▶ [Aim 1] Could you arrange the entries as a numbered list, beginning with the line containing "Would you mind pinning the wooden slat" and running through the last line of the entries, with blank lines omitted?

▶ [Excerpt]

○ ○ ○ ○ ○ ○ ○

Income taxes increased $4.6 million for the twelve-month period ended June
30, 1997, compared with the same period in 1996 primarily due to increased
taxable income.
Interest charges increased $4.1 million for the twelve-month period ended
June 30, 1997, compared with the same period in 1996 primarily due to increased
amounts of short-term and long-term debt outstanding during the period.
Earnings available for common stock for the twelve-month period ended June
30, 1997, was $74.4 million, compared with $67.5 million for the same period in
1996. The increase in earnings available for common stock was primarily due to
(1) increased operating margin and (2) increased other income. The increase in
earnings available for common stock was offset partly by (1) increased operating
expenses and (2) increased interest expense.
Financial Condition
AGLC's business is highly seasonal in nature and typically shows a
substantial increase in accounts receivable from customers from September 30 to
June 30 as a result of colder weather. AGLC also uses gas stored underground and
liquefied natural gas to serve its customers during periods of colder weather.
As a result, accounts receivable increased $21.4 million and inventory of gas
stored underground and liquefied natural gas decreased $50.3 million during the
nine-month period ended June 30, 1997. Accounts payable decreased $11.8 million
during the nine-month period ended June 30, 1997, primarily due to a $7 million
decrease in accounts payable to gas suppliers.
Page 15 of 25 Pages
<PAGE>
Accounts receivable decreased $17.4 million from June 30, 1996 to June 30,
1997, primarily due to decreased operating revenues. Inventory of gas stored
underground and liquefied natural gas increased $28.1 million from June 30, 1996
to June 30, 1997, primarily due to decreased volumes of gas withdrawn from
storage as a result of weather that was 25.2% warmer during the twelve-month
period ended June 30, 1997, compared with the same period in 1996. Accounts
payable decreased $7.6 million from June 30, 1996 to June 30, 1997, primarily
due to a $5.8 million decrease in accounts payable to gas suppliers.
The purchasing practices of AGLC are subject to review by the Georgia
Commission under legislation enacted by the Georgia General Assembly (Gas Supply
Plan Legislation). The Gas Supply Plan Legislation establishes procedures for
review and approval, in advance, of gas supply plans for gas utilities and gas
cost adjustment factors applicable to firm service customers of gas utilities.
Pursuant to AGLC's approved Gas Supply Plan for fiscal year 1997, gas supply
purchases are being recovered under the purchased gas provisions of AGLC's rate
schedules. The plan also allows recovery from the customers of AGLC of Federal
Energy Regulatory Commission (FERC) Order No. 636 transition costs that are
currently being charged by AGLC's pipeline suppliers. See Part II, Item 5,
"Other Information - Federal Regulatory Matters - Order No. 636," in this Form
10-Q.

○ ○ ○ ○ ○ ○ ○

▶ [Provided records]

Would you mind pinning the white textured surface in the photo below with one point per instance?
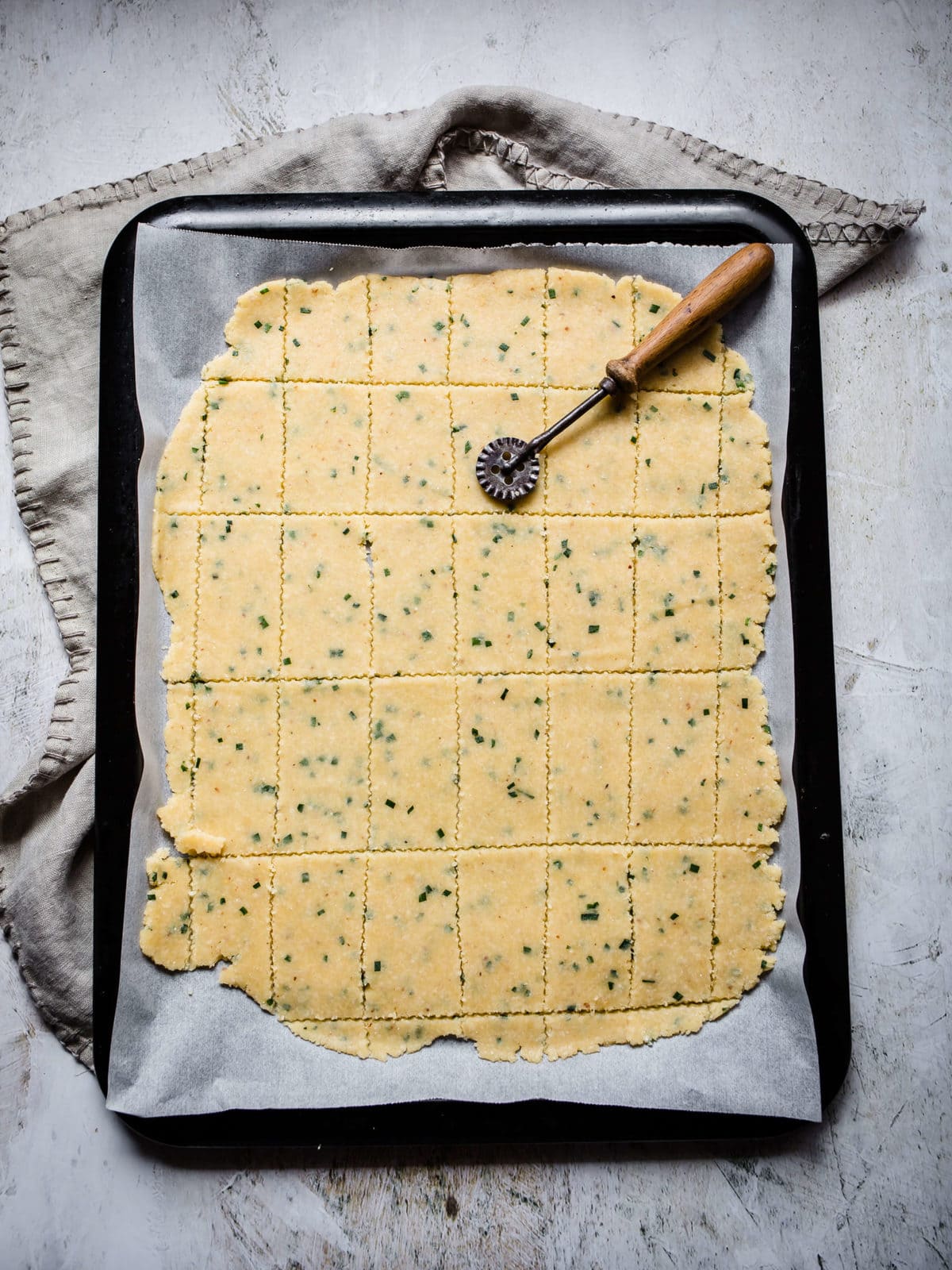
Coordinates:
(854, 93)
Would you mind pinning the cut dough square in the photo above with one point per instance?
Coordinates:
(750, 800)
(414, 619)
(747, 927)
(255, 337)
(672, 891)
(178, 483)
(244, 444)
(503, 723)
(413, 762)
(673, 757)
(325, 465)
(592, 467)
(412, 465)
(503, 929)
(175, 552)
(232, 899)
(497, 327)
(590, 592)
(235, 765)
(676, 590)
(327, 597)
(738, 376)
(501, 603)
(589, 319)
(410, 324)
(746, 456)
(328, 330)
(588, 956)
(239, 597)
(747, 583)
(589, 747)
(175, 817)
(165, 933)
(323, 772)
(482, 414)
(698, 368)
(412, 952)
(317, 930)
(678, 442)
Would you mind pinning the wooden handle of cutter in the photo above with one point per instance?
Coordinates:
(710, 300)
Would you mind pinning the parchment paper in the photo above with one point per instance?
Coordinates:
(182, 1043)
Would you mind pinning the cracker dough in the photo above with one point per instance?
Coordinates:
(438, 768)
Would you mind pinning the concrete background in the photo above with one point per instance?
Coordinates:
(854, 93)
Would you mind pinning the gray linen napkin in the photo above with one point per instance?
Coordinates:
(51, 262)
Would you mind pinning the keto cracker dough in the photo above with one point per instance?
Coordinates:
(436, 768)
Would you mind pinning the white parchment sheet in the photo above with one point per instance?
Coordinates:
(182, 1043)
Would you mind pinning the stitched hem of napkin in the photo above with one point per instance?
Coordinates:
(57, 753)
(873, 222)
(70, 1037)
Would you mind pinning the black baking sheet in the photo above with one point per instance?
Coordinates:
(488, 220)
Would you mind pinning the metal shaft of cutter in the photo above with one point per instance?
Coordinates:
(607, 387)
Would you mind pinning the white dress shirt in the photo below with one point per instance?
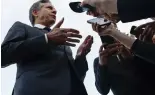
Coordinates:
(41, 27)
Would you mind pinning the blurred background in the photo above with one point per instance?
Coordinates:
(18, 10)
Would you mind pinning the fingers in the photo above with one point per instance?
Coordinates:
(69, 44)
(72, 40)
(73, 35)
(96, 27)
(114, 45)
(86, 39)
(89, 43)
(66, 30)
(58, 25)
(139, 28)
(114, 50)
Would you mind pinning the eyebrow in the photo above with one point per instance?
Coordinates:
(49, 7)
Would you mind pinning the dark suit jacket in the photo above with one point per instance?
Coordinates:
(129, 77)
(131, 10)
(144, 50)
(42, 68)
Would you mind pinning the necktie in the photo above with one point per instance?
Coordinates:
(47, 29)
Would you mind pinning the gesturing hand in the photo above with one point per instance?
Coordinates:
(85, 47)
(64, 36)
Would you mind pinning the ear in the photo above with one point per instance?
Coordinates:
(35, 13)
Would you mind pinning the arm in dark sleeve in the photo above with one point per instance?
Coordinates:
(132, 10)
(16, 46)
(101, 78)
(81, 65)
(144, 50)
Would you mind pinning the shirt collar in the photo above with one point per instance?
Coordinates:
(39, 26)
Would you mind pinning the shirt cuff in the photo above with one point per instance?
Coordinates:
(46, 38)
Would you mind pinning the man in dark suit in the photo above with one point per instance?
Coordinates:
(45, 65)
(123, 73)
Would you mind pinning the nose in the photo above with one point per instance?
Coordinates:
(54, 11)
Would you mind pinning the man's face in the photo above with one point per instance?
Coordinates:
(47, 14)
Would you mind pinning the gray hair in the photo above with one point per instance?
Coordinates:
(35, 6)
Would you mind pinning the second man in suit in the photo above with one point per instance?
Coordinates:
(45, 65)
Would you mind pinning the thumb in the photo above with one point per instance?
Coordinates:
(58, 25)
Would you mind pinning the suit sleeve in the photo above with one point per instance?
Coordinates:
(132, 10)
(16, 46)
(101, 78)
(144, 50)
(81, 65)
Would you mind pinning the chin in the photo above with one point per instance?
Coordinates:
(52, 22)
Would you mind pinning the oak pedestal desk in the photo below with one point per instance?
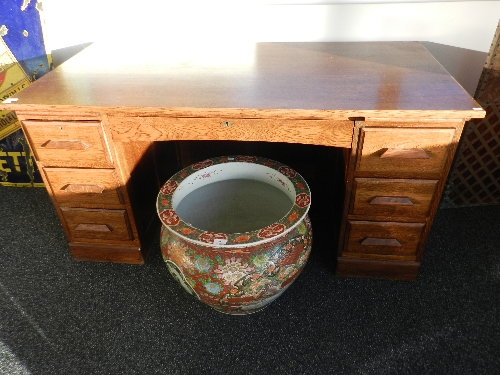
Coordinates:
(396, 113)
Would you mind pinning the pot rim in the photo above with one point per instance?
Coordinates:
(296, 214)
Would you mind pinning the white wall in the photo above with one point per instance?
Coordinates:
(465, 24)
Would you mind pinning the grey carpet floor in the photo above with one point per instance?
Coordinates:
(59, 316)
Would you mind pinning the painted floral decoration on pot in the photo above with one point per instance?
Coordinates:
(235, 271)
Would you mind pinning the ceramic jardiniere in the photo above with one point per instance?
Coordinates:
(235, 231)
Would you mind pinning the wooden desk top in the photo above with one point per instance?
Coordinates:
(386, 78)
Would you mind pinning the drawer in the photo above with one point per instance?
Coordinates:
(78, 144)
(393, 197)
(97, 224)
(73, 187)
(404, 150)
(383, 239)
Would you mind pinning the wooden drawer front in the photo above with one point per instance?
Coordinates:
(78, 144)
(384, 238)
(84, 186)
(393, 197)
(319, 132)
(407, 150)
(97, 224)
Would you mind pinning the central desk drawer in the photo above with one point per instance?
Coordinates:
(393, 197)
(72, 187)
(73, 144)
(399, 240)
(337, 133)
(97, 224)
(404, 150)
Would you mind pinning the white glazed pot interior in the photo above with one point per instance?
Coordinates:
(234, 197)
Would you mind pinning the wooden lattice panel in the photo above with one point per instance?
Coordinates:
(475, 176)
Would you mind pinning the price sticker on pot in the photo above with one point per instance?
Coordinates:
(220, 241)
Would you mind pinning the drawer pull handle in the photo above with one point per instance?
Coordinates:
(83, 188)
(370, 241)
(400, 201)
(94, 227)
(404, 153)
(66, 145)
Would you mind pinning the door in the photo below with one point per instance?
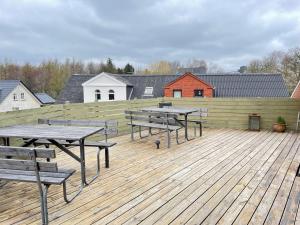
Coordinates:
(198, 93)
(177, 93)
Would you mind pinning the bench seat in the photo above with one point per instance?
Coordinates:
(154, 125)
(57, 178)
(101, 144)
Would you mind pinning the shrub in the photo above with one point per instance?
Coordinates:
(280, 120)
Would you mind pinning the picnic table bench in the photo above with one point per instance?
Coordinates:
(54, 134)
(25, 165)
(110, 128)
(157, 120)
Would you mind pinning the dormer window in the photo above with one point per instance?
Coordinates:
(15, 97)
(111, 95)
(148, 91)
(97, 95)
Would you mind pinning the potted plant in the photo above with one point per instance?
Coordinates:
(280, 125)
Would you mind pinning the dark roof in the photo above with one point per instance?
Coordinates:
(73, 91)
(45, 98)
(226, 85)
(120, 78)
(6, 87)
(194, 70)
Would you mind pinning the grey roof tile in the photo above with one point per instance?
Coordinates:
(226, 85)
(45, 98)
(6, 87)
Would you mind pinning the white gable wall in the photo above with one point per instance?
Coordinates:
(104, 83)
(29, 101)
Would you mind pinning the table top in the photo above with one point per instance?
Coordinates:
(175, 110)
(49, 132)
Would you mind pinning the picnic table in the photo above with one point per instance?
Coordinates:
(175, 110)
(53, 134)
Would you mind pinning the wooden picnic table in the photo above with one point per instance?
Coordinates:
(53, 134)
(175, 110)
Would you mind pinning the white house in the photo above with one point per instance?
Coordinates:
(106, 87)
(14, 95)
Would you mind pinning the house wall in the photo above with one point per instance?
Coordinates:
(104, 83)
(29, 102)
(222, 112)
(89, 93)
(187, 85)
(296, 92)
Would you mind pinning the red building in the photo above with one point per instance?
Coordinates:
(188, 85)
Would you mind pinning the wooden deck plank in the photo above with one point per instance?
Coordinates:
(113, 181)
(252, 204)
(197, 189)
(201, 208)
(197, 178)
(226, 176)
(169, 178)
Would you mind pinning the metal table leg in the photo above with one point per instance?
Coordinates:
(82, 163)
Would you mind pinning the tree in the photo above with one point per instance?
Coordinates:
(161, 67)
(198, 63)
(110, 67)
(128, 69)
(120, 71)
(242, 69)
(215, 68)
(286, 63)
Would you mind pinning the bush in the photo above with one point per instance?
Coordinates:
(280, 120)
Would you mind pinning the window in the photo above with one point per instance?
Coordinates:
(97, 95)
(177, 93)
(15, 97)
(148, 91)
(198, 93)
(111, 95)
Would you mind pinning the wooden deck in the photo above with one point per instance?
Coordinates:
(225, 177)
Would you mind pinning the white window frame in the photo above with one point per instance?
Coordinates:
(111, 93)
(15, 97)
(97, 95)
(148, 91)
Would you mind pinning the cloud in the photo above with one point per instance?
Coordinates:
(141, 32)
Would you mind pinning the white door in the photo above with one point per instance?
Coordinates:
(177, 93)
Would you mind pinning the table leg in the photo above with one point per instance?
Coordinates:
(7, 142)
(82, 163)
(185, 127)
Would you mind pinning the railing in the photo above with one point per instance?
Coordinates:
(223, 112)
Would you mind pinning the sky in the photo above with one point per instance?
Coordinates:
(228, 33)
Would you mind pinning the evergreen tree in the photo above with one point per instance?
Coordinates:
(110, 67)
(120, 71)
(128, 69)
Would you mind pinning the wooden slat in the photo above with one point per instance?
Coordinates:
(212, 179)
(27, 165)
(146, 113)
(26, 153)
(154, 125)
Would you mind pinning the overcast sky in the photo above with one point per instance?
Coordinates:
(229, 33)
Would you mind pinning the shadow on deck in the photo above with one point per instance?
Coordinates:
(226, 176)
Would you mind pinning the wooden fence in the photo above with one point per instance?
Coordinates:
(223, 112)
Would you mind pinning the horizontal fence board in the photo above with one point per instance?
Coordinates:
(222, 112)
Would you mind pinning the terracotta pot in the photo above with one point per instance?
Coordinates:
(277, 127)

○ ○ ○ ○ ○ ○ ○

▶ [Aim 2] Can you pick up the excerpt on AGLC's earnings and financial condition after its final sentence and continue it?

▶ [Output 1]
1. Would you mind pinning the wooden slat in the photo above with one point per instance?
2. Coordinates:
3. (212, 179)
4. (27, 165)
5. (146, 113)
6. (26, 153)
7. (154, 125)
8. Would you mind pinning the overcast sky in the photo above with one point per instance?
9. Coordinates:
10. (229, 33)
11. Would you mind pinning the shadow on deck in the photo above with one point per instance?
12. Coordinates:
13. (226, 176)
14. Would you mind pinning the wooden fence in the photo above with one point per instance?
15. Coordinates:
16. (223, 112)
17. Would you mind pinning the horizontal fence board in the photo above with one point per instance?
18. Coordinates:
19. (222, 112)
20. Would you mind pinning the terracotta pot in the photo above with one point per instance?
21. Coordinates:
22. (277, 127)

▶ [Output 2]
AGLC currently estimates that its portion of transition costs resulting
from the FERC Order No. 636 restructuring proceedings from all of its pipeline
suppliers, that have been filed to be recovered to date, could be as high as
approximately $105 million. This estimate assumes that the restructuring
settlement of Southern Natural Gas Company (Southern) approved by FERC is not
overturned on judicial review and that FERC does not alter its GSR recovery
policies on rehearing of its Order No. 636-C. Although some filings by AGLC's
pipeline suppliers have been finally approved by FERC, other such filings are
pending final FERC approval, and the transition costs are being collected
subject to refund. Approximately $90.4 million of such costs have been incurred
by AGLC as of June 30, 1997, recovery of which is provided under the purchased
gas provisions of AGLC's rate schedules. For further discussion of the effects
of FERC Order No. 636 on AGLC, see Part II, Item 5, "Other Information - Federal
Regulatory Matters" of this Form 10-Q.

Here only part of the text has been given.